WHAT YOU ARE ASKED TO DO: Extract the text of every entry below exactly; leave images out.

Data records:

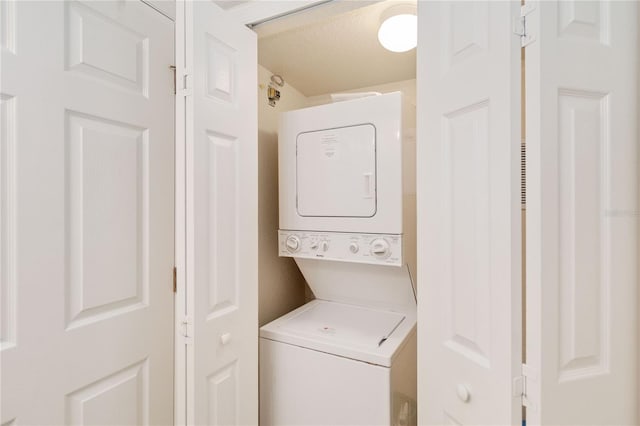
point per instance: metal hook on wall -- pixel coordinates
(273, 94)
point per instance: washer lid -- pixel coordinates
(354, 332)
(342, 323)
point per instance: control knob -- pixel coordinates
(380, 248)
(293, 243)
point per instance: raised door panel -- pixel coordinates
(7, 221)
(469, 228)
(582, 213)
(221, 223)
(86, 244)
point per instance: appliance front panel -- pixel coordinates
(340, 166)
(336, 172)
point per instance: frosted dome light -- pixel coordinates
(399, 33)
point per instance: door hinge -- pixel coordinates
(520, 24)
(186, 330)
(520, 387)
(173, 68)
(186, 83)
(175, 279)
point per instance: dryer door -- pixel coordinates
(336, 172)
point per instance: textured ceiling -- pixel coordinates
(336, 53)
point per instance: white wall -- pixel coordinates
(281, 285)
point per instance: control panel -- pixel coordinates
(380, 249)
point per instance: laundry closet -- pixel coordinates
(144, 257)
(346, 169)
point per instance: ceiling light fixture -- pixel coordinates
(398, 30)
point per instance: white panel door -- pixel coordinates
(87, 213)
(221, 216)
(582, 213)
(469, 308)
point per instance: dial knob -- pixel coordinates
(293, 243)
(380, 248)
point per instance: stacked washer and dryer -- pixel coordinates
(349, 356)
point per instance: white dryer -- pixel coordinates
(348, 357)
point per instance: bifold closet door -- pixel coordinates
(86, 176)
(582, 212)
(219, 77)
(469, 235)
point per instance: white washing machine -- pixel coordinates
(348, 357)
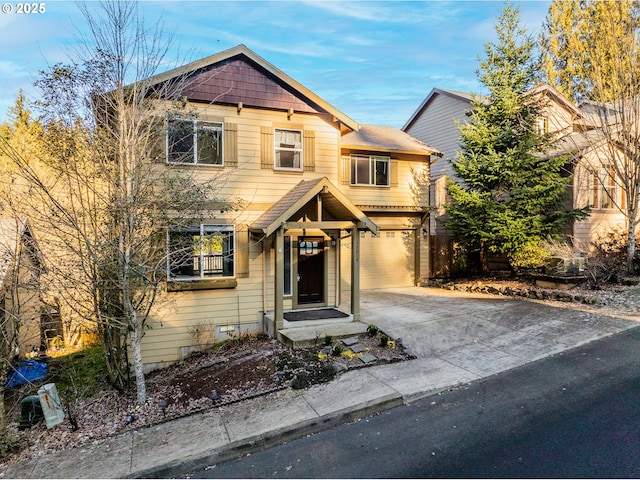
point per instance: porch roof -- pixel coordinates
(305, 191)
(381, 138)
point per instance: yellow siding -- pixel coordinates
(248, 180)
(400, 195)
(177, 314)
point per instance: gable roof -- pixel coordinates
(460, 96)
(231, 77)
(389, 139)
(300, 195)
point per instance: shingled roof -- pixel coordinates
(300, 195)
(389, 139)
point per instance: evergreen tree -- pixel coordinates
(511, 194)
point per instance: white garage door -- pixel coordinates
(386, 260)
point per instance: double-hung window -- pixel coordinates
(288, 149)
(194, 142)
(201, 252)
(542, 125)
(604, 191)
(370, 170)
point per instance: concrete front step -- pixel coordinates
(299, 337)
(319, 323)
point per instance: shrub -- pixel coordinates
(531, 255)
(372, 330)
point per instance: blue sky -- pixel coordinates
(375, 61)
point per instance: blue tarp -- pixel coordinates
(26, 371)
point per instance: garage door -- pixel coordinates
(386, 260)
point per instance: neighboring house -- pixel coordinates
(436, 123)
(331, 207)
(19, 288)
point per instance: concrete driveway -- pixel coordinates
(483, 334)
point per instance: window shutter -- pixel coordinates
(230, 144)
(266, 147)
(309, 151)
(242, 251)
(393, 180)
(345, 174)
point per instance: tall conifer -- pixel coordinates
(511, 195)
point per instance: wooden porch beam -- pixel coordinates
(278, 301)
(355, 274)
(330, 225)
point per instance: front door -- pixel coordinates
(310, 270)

CORRECT ANSWER:
point per instance: metal hook on wall -- pixel coordinates
(273, 94)
point per instance: washer lid -- pixel coordinates
(354, 332)
(342, 323)
point per instance: control knob -- pixel coordinates
(380, 248)
(293, 243)
point per instance: raised door panel -- pixel coordinates
(7, 221)
(469, 228)
(582, 213)
(221, 223)
(86, 244)
point per instance: appliance front panel -- pixel coordinates
(340, 166)
(336, 172)
point per instance: frosted dome light -- pixel coordinates
(399, 33)
point per instance: door hinge -- pixel coordinates
(520, 24)
(186, 330)
(520, 387)
(173, 68)
(186, 83)
(175, 279)
point per instance: dryer door -- pixel coordinates
(336, 172)
point per instance: textured ceiling -- pixel coordinates
(336, 53)
point per instance: white wall -- pixel coordinates
(281, 285)
point per instance: control panel -- pixel coordinates
(380, 249)
point per instance: laundry closet -- pixel coordinates
(144, 257)
(346, 169)
point per instance: ceiling light fixture -- pixel coordinates
(398, 30)
point per instance: white panel door -- pixel coordinates
(87, 213)
(221, 216)
(582, 213)
(469, 308)
point per instance: dial knob -- pixel coordinates
(293, 243)
(380, 248)
point per instance: stacked washer and dryer -- pixel coordinates
(349, 356)
point per instance: white dryer -- pixel coordinates
(348, 357)
point per instance: bifold closet door -- pixel coordinates
(86, 176)
(582, 212)
(219, 77)
(469, 235)
point per instance: white washing machine -- pixel coordinates
(348, 357)
point per instance: porch roof -- pixel coordinates
(305, 191)
(381, 138)
point per instance: yellow siding -- pixel coordinates
(248, 180)
(400, 195)
(177, 314)
point per instance: gable roof -- pixel coordinates
(460, 96)
(231, 77)
(389, 139)
(300, 195)
point per instance: shingled roof -- pixel coordinates
(300, 195)
(389, 139)
point per instance: evergreen tree -- pixel coordinates
(511, 194)
point per instance: white garage door -- pixel coordinates
(386, 260)
point per instance: double-hung window -- pixel coordinates
(288, 149)
(194, 142)
(201, 252)
(542, 125)
(604, 191)
(370, 170)
point per instance: concrete front step -- pixel coordinates
(299, 337)
(319, 323)
point per instance: shrub -- pixel coordinates
(531, 255)
(372, 330)
point per instance: blue sky -- pixel coordinates
(375, 61)
point per instance: blue tarp -- pixel coordinates
(26, 371)
point per instance: garage door -- pixel coordinates
(386, 260)
point per instance: neighboring house -- pixel coordinates
(436, 123)
(331, 207)
(19, 288)
point per instance: concrete driveway -- pixel coordinates
(483, 334)
point per instance: window shutter -- pixel coordinates
(230, 144)
(266, 147)
(309, 151)
(242, 251)
(393, 180)
(345, 174)
point per instance: tall conifer -- pixel coordinates
(511, 195)
point per instance: wooden porch beam -- pixel coordinates
(278, 301)
(355, 274)
(330, 225)
point per instance: front door -- pixel coordinates
(310, 270)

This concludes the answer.